* _Your task_:
What you return should be the entries, unchanged, without their pictures.

* _Data records_:
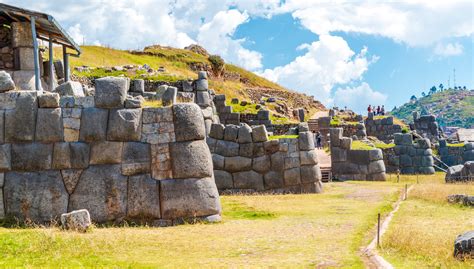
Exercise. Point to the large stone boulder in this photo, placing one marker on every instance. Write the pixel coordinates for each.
(78, 220)
(6, 82)
(31, 156)
(464, 245)
(102, 190)
(110, 92)
(124, 125)
(143, 198)
(37, 196)
(191, 159)
(49, 125)
(70, 88)
(188, 122)
(93, 124)
(188, 198)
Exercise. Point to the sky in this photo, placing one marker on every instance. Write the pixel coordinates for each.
(344, 53)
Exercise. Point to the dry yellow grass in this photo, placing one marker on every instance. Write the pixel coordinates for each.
(422, 232)
(257, 231)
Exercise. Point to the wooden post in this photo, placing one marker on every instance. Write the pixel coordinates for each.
(378, 230)
(35, 54)
(66, 64)
(51, 68)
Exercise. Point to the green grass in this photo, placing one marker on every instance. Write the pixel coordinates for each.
(422, 232)
(359, 145)
(276, 137)
(456, 144)
(257, 231)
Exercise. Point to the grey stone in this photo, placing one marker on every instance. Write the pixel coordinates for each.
(292, 176)
(31, 157)
(6, 82)
(231, 132)
(106, 152)
(248, 180)
(261, 164)
(218, 161)
(223, 180)
(21, 121)
(70, 88)
(5, 158)
(191, 159)
(110, 92)
(70, 178)
(306, 141)
(375, 155)
(246, 150)
(143, 198)
(169, 96)
(102, 190)
(49, 125)
(308, 157)
(37, 196)
(217, 131)
(273, 180)
(259, 133)
(78, 220)
(244, 134)
(48, 100)
(136, 158)
(188, 122)
(189, 198)
(376, 167)
(237, 164)
(124, 125)
(70, 155)
(93, 124)
(227, 148)
(310, 173)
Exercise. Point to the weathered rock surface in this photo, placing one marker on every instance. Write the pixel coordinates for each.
(39, 196)
(102, 190)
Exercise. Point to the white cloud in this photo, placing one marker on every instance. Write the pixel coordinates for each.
(450, 49)
(358, 98)
(327, 62)
(416, 23)
(216, 37)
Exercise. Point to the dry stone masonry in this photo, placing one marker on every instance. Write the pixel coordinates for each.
(351, 164)
(245, 160)
(91, 152)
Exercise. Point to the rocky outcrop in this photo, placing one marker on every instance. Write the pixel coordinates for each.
(118, 163)
(246, 160)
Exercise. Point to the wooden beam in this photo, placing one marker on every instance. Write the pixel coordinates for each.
(51, 68)
(35, 55)
(66, 64)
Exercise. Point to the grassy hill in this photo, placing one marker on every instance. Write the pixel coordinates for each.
(451, 107)
(180, 64)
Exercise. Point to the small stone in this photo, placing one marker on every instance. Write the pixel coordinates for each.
(78, 220)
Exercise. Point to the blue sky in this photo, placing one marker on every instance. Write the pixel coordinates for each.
(344, 53)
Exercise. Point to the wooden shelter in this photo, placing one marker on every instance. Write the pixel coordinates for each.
(41, 26)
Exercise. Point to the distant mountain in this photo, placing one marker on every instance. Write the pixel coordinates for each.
(454, 108)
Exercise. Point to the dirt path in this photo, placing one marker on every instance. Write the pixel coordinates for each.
(369, 254)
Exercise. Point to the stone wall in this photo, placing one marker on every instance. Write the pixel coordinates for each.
(245, 160)
(350, 164)
(384, 128)
(143, 164)
(426, 126)
(452, 155)
(413, 157)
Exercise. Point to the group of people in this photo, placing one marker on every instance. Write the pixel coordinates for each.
(379, 110)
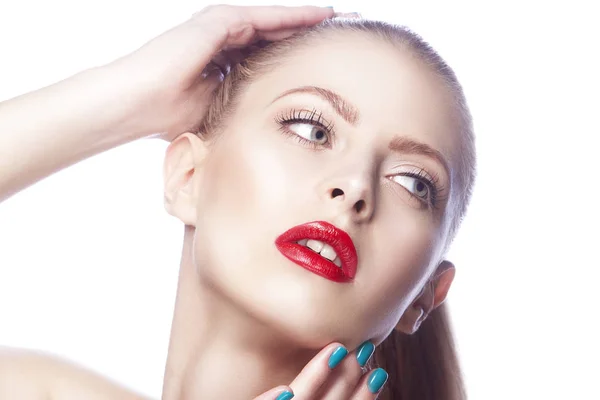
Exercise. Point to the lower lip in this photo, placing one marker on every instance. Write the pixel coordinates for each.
(308, 259)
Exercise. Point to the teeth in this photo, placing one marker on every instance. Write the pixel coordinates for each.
(325, 250)
(315, 245)
(328, 252)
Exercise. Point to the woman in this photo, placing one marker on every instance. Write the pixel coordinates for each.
(319, 186)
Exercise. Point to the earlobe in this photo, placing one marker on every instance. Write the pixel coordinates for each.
(182, 165)
(432, 296)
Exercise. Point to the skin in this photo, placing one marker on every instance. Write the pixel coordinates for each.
(243, 310)
(232, 335)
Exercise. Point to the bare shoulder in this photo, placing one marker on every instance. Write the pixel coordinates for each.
(30, 375)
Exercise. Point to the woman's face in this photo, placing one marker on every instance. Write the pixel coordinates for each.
(350, 132)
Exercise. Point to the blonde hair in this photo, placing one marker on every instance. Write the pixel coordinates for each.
(424, 365)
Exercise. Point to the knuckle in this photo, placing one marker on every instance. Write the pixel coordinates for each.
(213, 9)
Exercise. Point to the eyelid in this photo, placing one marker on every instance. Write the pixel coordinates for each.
(430, 179)
(305, 116)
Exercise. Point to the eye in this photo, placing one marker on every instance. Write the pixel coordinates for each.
(314, 133)
(417, 186)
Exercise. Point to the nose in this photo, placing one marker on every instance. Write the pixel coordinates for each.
(354, 196)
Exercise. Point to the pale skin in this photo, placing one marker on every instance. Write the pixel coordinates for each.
(232, 335)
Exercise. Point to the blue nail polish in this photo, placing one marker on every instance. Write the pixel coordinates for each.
(377, 380)
(364, 352)
(285, 396)
(337, 356)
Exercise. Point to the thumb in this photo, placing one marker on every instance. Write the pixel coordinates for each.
(279, 393)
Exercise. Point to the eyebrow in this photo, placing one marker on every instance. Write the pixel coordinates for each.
(346, 110)
(351, 115)
(402, 144)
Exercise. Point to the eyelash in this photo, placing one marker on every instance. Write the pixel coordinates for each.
(433, 183)
(313, 117)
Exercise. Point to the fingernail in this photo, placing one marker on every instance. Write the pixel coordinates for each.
(364, 352)
(337, 356)
(377, 380)
(285, 396)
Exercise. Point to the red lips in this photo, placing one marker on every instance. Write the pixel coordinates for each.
(312, 261)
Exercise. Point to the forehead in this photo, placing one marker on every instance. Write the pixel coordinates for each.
(394, 91)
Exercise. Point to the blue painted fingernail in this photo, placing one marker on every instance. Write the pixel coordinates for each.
(377, 380)
(285, 396)
(364, 352)
(337, 356)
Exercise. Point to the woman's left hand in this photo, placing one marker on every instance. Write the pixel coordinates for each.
(333, 374)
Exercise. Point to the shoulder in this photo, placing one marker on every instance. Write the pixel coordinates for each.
(31, 375)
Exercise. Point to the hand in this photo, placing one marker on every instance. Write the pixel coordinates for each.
(177, 72)
(323, 379)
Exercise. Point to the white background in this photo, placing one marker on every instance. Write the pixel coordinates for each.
(89, 258)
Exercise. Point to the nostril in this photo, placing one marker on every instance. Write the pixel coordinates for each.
(359, 206)
(336, 193)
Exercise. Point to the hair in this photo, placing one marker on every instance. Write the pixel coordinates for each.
(423, 365)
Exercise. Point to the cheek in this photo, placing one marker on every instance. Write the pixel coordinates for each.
(399, 259)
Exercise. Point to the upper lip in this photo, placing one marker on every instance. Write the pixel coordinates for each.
(327, 233)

* _Result_:
Exercise. Point to the large stone boulder in this photo, placing one marker on every instance. Write the pixel coordinates for each.
(78, 220)
(6, 82)
(31, 156)
(464, 245)
(102, 190)
(110, 92)
(124, 125)
(143, 198)
(37, 196)
(191, 159)
(49, 125)
(70, 88)
(188, 122)
(93, 124)
(188, 198)
Exercise. Point to the sky in this photo, placing one marker on every instance. Write the pixel coordinates for each.
(344, 53)
Exercise. Point to the dry yellow grass in this photo, placing one marker on every instance. Write the pixel coordinates for each.
(422, 232)
(257, 231)
Exercise. Point to the wooden post in this photo, placing one marker on every instance. Write the pixel coordinates for each.
(378, 230)
(35, 54)
(66, 64)
(51, 68)
Exercise. Point to the green grass in this photo, placing one marker on every instance. Write the pixel coordinates for each.
(422, 232)
(359, 145)
(276, 137)
(456, 144)
(257, 231)
Exercise. Point to the grey stone in this photo, placing one marker on every instance. Write the pixel coordinates for each.
(292, 176)
(31, 157)
(6, 82)
(231, 132)
(106, 152)
(248, 180)
(261, 164)
(218, 161)
(223, 180)
(21, 121)
(70, 88)
(5, 158)
(191, 159)
(110, 92)
(70, 178)
(306, 141)
(375, 155)
(246, 150)
(143, 198)
(169, 96)
(102, 190)
(49, 125)
(308, 157)
(37, 196)
(217, 131)
(273, 180)
(259, 133)
(78, 220)
(244, 134)
(48, 100)
(136, 158)
(188, 122)
(189, 198)
(376, 167)
(237, 164)
(124, 125)
(70, 155)
(93, 124)
(227, 148)
(310, 173)
Exercise. Point to the weathered rock surface in this photo, placing one marker on every instance. Write the pixel coordinates for each.
(39, 196)
(102, 190)
Exercise. Point to the white cloud in this photo, placing one marker on every instance. Write the pixel coordinates for each.
(450, 49)
(358, 98)
(327, 62)
(416, 23)
(216, 37)
Exercise. Point to the dry stone masonry in this photo, placing one marker on every instance. Write the pixel coordinates for each.
(351, 164)
(245, 160)
(91, 152)
Exercise. Point to the rocky outcrop in this photo, placing one marker on every instance. Write the pixel coordinates for each.
(118, 163)
(246, 160)
Exercise. Point to the wooden beam in this photo, placing one marker on every instance. Write the pixel coordinates for each.
(51, 68)
(35, 55)
(66, 64)
Exercise. Point to the grassy hill in this photo, placing one marker on every instance. Write the pixel coordinates for each.
(451, 107)
(180, 64)
Exercise. Point to the small stone in this photo, placing one marker on every instance. Write the pixel coordinates for each.
(78, 220)
Exercise. Point to the blue sky in this photo, placing one marker on every instance. Write the pixel coordinates for each.
(344, 53)
Exercise. Point to the wooden shelter in this photo, placing one marker on every instance. Write the pixel coordinates for each.
(41, 26)
Exercise. Point to the distant mountain in this photo, placing one marker on every instance. Write the pixel coordinates for each.
(454, 108)
Exercise. Point to the dirt path in this photo, placing one marker on every instance. Write the pixel coordinates for each.
(369, 254)
Exercise. Point to the stone wall in this photo, placing one marker on every instance. Write the pixel coordinates for each.
(245, 160)
(350, 164)
(384, 128)
(143, 164)
(426, 126)
(452, 155)
(413, 157)
Exercise. Point to the group of people in this photo, placing one marker on every instance. Write the pixel coordinates for each.
(379, 110)
Exercise. Point to the lower lip in this photo, placing one marker on every instance. Write the pixel coordinates for each.
(308, 259)
Exercise. Point to the teeth in this photo, placing one marker on every instance. Write the pixel coordinates for each.
(325, 250)
(315, 245)
(328, 252)
Exercise. Point to the woman in this photo, placing one marker on every instance. Write the pixel coordinates for each.
(319, 186)
Exercise. Point to the earlobe in this photo, placing one marker on every instance. Write the pixel coordinates for each.
(182, 165)
(432, 296)
Exercise. Point to the skin in this photo, placing one marker on every instance. Write the pixel coordinates for each.
(243, 310)
(232, 335)
Exercise. Point to the bare shoulder in this photo, placing one marker on every instance. Write the pixel coordinates for each.
(30, 375)
Exercise. Point to the woman's face in this photo, placing one marker on every instance. Write the pixel coordinates for each.
(350, 132)
Exercise. Point to the blonde hair in this photo, placing one marker on every instance. Write the pixel coordinates for each.
(424, 365)
Exercise. Point to the knuckle in this photo, placing one marker on every instance. Write the pixel coordinates for each.
(213, 9)
Exercise. Point to the eyelid in this photo, placing one marker on every instance. Write the pixel coordinates for each.
(430, 179)
(305, 116)
Exercise. Point to the eye in this photo, placing one marker on every instance. Write the pixel coordinates for each.
(314, 133)
(417, 186)
Exercise. Point to the nose in this photo, placing one marker on every instance. Write the pixel coordinates for each.
(354, 196)
Exercise. Point to the pale skin in this photo, placing one marker on every instance. Write the pixel coordinates for each.
(232, 335)
Exercise. Point to the blue nail polish in this photo, placing one marker on every instance. Write the pixel coordinates for each.
(377, 380)
(364, 352)
(285, 396)
(337, 356)
Exercise. Point to the thumb in this photo, placing one marker on every instance. Write the pixel coordinates for each.
(279, 393)
Exercise. Point to the eyebrow in this photo, placing one marker on every instance. Write the pixel coordinates for each.
(346, 110)
(351, 115)
(402, 144)
Exercise. Point to the eyelash in this photo, placing one marker on every instance. Write the pixel coordinates for each.
(433, 183)
(313, 117)
Exercise. Point to the fingernail in this photo, placing one marker on every instance. Write the pixel coordinates for each.
(364, 352)
(337, 356)
(377, 380)
(285, 396)
Exercise. Point to the red lips in this photo, placing one marker on every instance. Write the pixel coordinates for each.
(312, 261)
Exercise. Point to the forehead in this photo, placing one marker on every instance. Write the pixel coordinates for each.
(394, 91)
Exercise. Point to the blue painted fingernail in this photo, placing one marker on every instance. Write the pixel coordinates for each.
(377, 380)
(285, 396)
(364, 352)
(337, 356)
Exercise. Point to the woman's left hand in this photo, placing one marker on every instance. Write the pixel coordinates for each.
(333, 374)
Exercise. Point to the shoulder in this photo, placing one marker on every instance. Write the pixel coordinates for each.
(31, 375)
Exercise. Point to the hand in this photo, placing one marker on every instance. Write the pixel coordinates for each.
(177, 72)
(323, 379)
Exercise. Point to the white background in this photo, placing one marker on every instance. Write the pixel coordinates for each.
(89, 258)
Exercise. Point to the nostril in this photo, placing one marker on every instance. Write the pixel coordinates for each.
(359, 206)
(336, 193)
Exercise. Point to the hair in this photo, placing one marker on every instance. Write the pixel coordinates for each.
(423, 365)
Exercise. Point to the cheek in this photo, placing one marker on every instance. Write the pixel coordinates for each.
(399, 259)
Exercise. Point to the upper lip in this photo, placing one marker on every instance. Write the pixel coordinates for each.
(327, 233)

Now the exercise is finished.